Task — Pull out every line of the records below and reproduce each one word for word, without any changes.

Coordinate labeling records

◇ ◇ ◇ ◇

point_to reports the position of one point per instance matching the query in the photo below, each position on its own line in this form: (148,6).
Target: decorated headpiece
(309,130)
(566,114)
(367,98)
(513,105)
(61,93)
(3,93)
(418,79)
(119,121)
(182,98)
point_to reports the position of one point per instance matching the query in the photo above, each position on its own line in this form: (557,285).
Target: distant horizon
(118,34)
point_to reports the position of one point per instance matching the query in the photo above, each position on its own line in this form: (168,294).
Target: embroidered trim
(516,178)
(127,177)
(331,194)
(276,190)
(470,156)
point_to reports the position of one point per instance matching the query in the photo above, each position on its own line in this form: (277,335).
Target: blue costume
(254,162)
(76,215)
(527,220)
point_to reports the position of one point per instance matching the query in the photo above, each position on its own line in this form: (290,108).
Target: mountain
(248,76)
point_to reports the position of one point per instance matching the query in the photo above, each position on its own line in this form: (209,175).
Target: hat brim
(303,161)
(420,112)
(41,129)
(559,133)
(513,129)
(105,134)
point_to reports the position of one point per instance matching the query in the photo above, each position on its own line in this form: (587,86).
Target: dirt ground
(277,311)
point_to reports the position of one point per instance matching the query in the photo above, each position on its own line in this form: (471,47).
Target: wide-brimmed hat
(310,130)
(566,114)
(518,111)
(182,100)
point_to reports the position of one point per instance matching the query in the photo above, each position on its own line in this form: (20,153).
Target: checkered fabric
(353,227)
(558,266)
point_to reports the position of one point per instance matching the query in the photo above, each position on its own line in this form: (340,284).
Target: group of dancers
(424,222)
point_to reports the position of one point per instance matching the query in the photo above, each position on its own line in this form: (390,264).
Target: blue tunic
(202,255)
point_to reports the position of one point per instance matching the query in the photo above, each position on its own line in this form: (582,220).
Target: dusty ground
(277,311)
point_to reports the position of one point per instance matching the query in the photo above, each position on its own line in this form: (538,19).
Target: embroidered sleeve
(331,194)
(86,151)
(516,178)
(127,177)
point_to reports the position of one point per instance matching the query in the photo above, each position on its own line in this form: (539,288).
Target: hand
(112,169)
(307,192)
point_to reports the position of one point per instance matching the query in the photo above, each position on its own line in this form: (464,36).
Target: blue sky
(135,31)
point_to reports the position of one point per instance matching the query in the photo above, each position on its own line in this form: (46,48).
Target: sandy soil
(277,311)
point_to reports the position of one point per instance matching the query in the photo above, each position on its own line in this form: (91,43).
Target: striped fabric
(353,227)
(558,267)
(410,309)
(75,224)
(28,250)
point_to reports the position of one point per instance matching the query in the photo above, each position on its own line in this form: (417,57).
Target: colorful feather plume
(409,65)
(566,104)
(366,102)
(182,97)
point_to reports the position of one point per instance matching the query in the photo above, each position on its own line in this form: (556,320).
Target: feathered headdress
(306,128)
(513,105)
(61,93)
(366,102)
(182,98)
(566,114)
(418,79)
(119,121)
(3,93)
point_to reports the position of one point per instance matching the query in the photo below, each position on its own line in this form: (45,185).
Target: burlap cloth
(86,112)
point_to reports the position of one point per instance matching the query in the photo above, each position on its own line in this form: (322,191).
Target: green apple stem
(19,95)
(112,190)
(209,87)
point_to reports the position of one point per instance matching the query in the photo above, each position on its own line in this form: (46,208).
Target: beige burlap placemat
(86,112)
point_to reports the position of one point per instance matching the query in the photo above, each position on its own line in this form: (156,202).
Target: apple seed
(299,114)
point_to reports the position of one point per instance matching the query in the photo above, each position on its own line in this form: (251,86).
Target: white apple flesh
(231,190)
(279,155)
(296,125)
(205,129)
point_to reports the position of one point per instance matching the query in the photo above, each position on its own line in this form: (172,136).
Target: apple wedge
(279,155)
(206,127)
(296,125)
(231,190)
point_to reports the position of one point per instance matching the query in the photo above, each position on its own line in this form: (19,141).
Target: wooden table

◇ ◇ ◇ ◇

The output —
point_to reports the position of one point per instance matching the query in the photo below, each position on its own line in this form: (148,6).
Target: decorated headpiece
(309,130)
(566,114)
(367,98)
(513,105)
(61,93)
(3,93)
(418,79)
(119,121)
(182,98)
point_to reports the position of one point per instance matching the query in the photo above, each position on its own line in this form: (557,285).
Target: distant horizon
(118,34)
point_to reports the position of one point per instance matching the query in the photo above, each position on its own line in this form: (168,294).
Target: embroidered trim
(516,178)
(127,177)
(331,194)
(276,190)
(470,156)
point_to reports the position of one point per instance matching the query in the photo above, each position on its own line in this form: (277,335).
Target: blue costume
(254,162)
(76,215)
(527,220)
point_to reports the position of one point per instance matching the query in the photo above, each position on its own line in this form: (290,108).
Target: mountain
(248,76)
point_to reports the position of one point per instance matching the query in the photo above, each position on its own line in this form: (209,175).
Target: hat brim
(303,161)
(420,112)
(41,129)
(559,133)
(513,129)
(105,134)
point_to reports the position of one point per instance matching the query in the photo above, each position on its own line in this form: (587,86).
Target: dirt ground
(277,311)
point_to reports the position of one point per instance matching the query in the photo above, each position on its own line in this form: (471,47).
Target: wide-brimmed hat
(310,130)
(566,114)
(518,111)
(182,100)
point_to reports the position of one point per instance matching the query in the photo above, each position on its own line in this form: (20,153).
Target: checkered fabric
(353,227)
(558,266)
point_to reports the position of one point per instance matching the query in the photo above, each position on its own line in this form: (340,284).
Target: group of dancers
(424,222)
point_to reports the position of one point per instance matching the query in the photo above, each position on its own line in this form: (390,264).
Target: blue tunic
(202,255)
point_to reports the position of one point per instance matching the query in the photo above, each position on its own line in this form: (582,220).
Target: dusty ground
(277,311)
point_to reports the position of one point per instance matching the query in the photo above, each position on its own line in this form: (538,19).
Target: embroidered sleeve
(331,194)
(86,151)
(516,178)
(127,177)
point_to reports the position of one point per instance matching the query in the photo above, each position on its own line in this form: (539,288).
Target: hand
(112,169)
(307,192)
point_to reports the position of one point per instance matching the query in the photo above, each position on its own line in this form: (464,36).
Target: blue sky
(135,31)
point_to reports the position of one point per instance matching the query in the photo above, each position on its own line in this form: (46,48).
Target: sandy soil
(277,311)
point_to reports the position of one point per instance matching the query in the photo above, each position on its own line in this form: (91,43).
Target: striped fabric
(353,227)
(558,267)
(410,309)
(75,224)
(28,250)
point_to reports the position of one point per instance matching the query in the photo above, each position on its own line in this form: (417,57).
Target: colorful feather plume
(409,65)
(566,104)
(366,102)
(182,97)
point_to reports the position of one point per instance matching the query in the photo above, each position on its own line in this form: (556,320).
Target: feathered headdress
(306,128)
(513,105)
(61,93)
(366,102)
(182,98)
(566,114)
(418,79)
(119,121)
(3,93)
point_to reports the position of one point per instance matching the query in the photo below, each position on its own line in this form: (45,185).
Target: burlap cloth
(86,112)
point_to reports the position of one point per instance matching the query in the photo above, each position on its own line in this form: (322,191).
Target: green apple stem
(19,95)
(112,190)
(209,87)
point_to reports the position of one point per instance matching the query in the photo above, each position on its own line in this form: (46,208).
Target: beige burlap placemat
(86,112)
point_to reports the position of one point per instance matching the query in the photo above, each position on its own line in this form: (156,202).
Target: apple seed
(299,114)
point_to reports the position of one point per instance matching the query in the photo above, each position on its own line in this form: (251,86).
Target: white apple flesh
(231,190)
(279,155)
(296,125)
(205,129)
point_to reports the position of one point per instance matching the query in the photo above, each position on its own line in this form: (172,136).
Target: apple wedge
(279,155)
(206,127)
(296,125)
(231,190)
point_to reports the position of one point per instance matching the query in the photo above, each position on its own line in this form: (19,141).
Target: wooden table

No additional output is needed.